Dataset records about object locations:
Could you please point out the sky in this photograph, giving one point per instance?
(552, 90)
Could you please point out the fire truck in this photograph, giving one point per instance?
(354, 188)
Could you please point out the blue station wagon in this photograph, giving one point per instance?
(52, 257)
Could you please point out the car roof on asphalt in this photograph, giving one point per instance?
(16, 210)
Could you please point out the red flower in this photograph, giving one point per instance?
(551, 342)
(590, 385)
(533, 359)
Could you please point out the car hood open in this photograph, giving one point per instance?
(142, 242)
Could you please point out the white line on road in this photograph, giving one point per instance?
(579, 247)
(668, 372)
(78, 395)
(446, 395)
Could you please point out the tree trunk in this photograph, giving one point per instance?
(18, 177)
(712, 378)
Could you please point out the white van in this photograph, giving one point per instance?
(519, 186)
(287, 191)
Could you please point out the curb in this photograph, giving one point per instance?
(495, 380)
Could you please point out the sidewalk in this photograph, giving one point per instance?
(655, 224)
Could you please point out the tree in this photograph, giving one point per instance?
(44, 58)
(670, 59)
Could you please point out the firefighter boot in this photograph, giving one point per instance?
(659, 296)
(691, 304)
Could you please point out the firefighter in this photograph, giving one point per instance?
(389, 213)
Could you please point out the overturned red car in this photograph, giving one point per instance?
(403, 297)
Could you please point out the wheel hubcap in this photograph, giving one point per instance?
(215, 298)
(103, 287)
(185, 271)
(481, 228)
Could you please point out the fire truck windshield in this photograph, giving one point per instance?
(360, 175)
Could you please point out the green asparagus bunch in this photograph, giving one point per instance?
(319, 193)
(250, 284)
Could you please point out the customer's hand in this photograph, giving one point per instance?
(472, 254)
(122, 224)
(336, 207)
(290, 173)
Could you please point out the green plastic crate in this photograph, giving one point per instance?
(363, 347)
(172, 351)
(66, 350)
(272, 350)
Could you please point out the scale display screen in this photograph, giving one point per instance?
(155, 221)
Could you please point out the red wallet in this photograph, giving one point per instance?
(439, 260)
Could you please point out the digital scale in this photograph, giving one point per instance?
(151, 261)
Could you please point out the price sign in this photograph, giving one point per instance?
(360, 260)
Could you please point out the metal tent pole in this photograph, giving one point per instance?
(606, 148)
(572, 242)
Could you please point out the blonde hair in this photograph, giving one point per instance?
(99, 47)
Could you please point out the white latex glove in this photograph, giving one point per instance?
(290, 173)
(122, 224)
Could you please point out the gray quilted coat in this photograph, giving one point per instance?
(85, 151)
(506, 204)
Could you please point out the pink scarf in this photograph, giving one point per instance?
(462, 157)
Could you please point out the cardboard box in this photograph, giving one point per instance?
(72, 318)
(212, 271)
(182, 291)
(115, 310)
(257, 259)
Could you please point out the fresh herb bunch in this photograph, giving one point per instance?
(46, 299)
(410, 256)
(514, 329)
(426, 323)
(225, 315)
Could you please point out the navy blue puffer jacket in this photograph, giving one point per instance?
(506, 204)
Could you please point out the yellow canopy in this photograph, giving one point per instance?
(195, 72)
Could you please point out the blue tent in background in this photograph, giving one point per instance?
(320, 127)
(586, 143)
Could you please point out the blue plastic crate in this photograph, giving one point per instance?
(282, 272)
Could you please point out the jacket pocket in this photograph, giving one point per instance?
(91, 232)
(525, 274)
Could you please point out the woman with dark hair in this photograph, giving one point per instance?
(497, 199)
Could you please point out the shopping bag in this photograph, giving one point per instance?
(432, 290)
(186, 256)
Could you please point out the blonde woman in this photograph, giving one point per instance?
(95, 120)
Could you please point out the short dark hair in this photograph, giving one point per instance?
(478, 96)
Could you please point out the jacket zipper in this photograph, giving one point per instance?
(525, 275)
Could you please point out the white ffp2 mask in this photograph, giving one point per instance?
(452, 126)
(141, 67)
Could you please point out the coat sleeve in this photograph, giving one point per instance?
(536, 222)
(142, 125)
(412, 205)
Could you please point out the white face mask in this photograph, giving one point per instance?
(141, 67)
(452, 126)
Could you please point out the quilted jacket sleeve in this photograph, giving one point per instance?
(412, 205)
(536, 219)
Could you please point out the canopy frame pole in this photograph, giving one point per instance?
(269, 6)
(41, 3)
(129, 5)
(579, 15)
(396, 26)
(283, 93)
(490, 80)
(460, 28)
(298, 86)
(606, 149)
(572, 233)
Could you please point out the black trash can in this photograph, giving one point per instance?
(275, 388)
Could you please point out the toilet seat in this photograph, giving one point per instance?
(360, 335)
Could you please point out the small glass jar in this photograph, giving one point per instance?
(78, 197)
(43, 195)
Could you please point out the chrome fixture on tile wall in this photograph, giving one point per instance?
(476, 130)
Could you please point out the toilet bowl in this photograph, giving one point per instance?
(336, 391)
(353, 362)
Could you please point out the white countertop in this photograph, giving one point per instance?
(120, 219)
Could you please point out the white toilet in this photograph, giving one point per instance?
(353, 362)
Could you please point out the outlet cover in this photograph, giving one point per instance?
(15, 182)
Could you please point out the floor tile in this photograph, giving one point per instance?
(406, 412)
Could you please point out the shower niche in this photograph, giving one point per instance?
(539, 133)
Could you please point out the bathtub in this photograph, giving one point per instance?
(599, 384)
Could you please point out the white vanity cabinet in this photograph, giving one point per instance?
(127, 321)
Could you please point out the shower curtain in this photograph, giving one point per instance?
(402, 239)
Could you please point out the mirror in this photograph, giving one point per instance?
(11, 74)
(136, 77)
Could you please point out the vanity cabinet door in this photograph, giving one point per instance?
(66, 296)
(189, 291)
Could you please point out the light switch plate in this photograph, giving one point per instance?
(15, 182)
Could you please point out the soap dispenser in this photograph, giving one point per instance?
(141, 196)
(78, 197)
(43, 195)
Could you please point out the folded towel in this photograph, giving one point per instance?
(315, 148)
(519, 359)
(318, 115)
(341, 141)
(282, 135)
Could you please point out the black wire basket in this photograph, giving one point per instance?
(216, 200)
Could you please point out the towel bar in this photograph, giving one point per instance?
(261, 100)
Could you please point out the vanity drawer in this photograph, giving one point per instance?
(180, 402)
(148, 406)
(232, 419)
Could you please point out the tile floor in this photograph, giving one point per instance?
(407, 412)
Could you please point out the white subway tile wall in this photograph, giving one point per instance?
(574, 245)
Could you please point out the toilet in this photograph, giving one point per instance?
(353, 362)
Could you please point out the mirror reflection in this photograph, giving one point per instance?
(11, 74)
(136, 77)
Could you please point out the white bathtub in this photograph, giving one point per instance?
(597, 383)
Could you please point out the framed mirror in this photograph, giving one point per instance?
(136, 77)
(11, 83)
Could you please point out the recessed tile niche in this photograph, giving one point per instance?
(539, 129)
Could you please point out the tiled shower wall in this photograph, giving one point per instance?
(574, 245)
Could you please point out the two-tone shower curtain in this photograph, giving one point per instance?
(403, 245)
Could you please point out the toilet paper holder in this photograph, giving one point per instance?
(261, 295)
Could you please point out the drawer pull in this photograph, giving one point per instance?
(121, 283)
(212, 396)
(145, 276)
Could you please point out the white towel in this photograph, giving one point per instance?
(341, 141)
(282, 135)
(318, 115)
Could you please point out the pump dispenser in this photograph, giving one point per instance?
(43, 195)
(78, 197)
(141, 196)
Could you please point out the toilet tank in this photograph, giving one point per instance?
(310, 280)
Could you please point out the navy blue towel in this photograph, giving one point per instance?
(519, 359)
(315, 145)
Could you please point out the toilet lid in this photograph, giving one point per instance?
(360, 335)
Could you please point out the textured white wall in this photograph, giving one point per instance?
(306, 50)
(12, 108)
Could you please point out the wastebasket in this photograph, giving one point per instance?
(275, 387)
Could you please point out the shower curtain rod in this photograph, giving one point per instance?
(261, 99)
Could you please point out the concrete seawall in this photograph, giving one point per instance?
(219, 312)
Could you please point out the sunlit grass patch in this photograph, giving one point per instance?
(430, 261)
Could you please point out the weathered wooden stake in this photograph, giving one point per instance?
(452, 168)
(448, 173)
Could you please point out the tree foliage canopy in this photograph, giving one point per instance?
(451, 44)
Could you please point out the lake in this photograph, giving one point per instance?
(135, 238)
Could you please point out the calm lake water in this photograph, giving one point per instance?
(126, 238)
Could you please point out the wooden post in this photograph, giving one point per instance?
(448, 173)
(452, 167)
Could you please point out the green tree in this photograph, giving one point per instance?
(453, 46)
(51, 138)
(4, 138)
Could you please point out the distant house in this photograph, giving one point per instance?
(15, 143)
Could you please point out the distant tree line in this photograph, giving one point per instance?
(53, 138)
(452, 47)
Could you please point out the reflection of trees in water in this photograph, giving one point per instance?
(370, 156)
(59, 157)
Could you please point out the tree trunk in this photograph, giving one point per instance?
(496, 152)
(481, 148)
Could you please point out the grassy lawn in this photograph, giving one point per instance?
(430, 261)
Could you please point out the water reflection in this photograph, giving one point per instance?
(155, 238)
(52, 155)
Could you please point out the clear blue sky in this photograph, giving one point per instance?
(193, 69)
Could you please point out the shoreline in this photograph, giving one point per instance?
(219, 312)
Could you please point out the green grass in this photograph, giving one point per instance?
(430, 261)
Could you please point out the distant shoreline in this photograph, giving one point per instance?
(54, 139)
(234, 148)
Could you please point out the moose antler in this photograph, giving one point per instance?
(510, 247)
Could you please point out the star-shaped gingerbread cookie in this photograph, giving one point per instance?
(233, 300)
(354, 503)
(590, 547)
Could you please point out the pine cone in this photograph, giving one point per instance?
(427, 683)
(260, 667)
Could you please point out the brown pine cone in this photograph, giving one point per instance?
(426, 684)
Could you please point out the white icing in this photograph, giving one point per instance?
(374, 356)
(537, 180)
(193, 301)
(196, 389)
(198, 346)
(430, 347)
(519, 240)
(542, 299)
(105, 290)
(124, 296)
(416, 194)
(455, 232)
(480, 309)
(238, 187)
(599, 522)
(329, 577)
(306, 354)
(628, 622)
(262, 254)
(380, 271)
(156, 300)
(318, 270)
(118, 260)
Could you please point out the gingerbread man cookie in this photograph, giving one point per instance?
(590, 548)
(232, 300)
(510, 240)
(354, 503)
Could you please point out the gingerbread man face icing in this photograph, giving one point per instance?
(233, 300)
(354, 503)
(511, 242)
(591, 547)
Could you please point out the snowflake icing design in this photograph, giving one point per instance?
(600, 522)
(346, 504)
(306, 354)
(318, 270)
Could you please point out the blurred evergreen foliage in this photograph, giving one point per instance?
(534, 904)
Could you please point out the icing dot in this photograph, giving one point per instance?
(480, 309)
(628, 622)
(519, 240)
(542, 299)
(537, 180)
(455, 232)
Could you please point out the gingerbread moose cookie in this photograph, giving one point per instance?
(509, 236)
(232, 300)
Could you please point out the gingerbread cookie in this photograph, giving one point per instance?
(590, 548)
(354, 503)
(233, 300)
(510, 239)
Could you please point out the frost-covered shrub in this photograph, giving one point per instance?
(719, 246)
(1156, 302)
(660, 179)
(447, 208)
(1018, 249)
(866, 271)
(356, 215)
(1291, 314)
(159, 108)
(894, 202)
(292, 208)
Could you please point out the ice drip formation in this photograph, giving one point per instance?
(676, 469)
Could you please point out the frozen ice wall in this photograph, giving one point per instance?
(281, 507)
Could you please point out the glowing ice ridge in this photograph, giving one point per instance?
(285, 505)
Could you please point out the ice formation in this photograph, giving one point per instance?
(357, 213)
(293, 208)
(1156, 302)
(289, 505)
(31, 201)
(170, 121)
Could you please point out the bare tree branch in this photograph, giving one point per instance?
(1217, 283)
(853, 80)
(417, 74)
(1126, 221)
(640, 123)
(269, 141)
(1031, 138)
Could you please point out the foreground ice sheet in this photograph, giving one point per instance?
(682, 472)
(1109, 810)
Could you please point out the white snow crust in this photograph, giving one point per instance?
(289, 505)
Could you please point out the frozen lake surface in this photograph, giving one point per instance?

→ **Job**
Only the lines from the one holding "Could you please point out the frozen ice" through the end of the listing should be given again, exactly and with both ends included.

→ **Correct answer**
Could you please point out the frozen ice wall in this photograph, giving one point per instance?
(281, 507)
Could you please point out the glowing ice ridge in this photograph, giving one point per instance?
(285, 505)
Could you please point out the ice formation in this photograph, giving one point per instance?
(357, 213)
(293, 208)
(1156, 302)
(289, 505)
(31, 201)
(170, 121)
Could you please point out the bare tree branch in this photograph, giving one point per instance?
(1217, 283)
(853, 80)
(417, 74)
(1126, 221)
(640, 123)
(269, 141)
(1031, 138)
Could you please point out the foreground ice sheet in this photograph, giving one point per instance?
(682, 472)
(1109, 810)
Could you please point out the white snow crust in this photograph, giving one point per instance?
(289, 505)
Could you please point out the frozen lake surface in this photograph, giving one point per instance?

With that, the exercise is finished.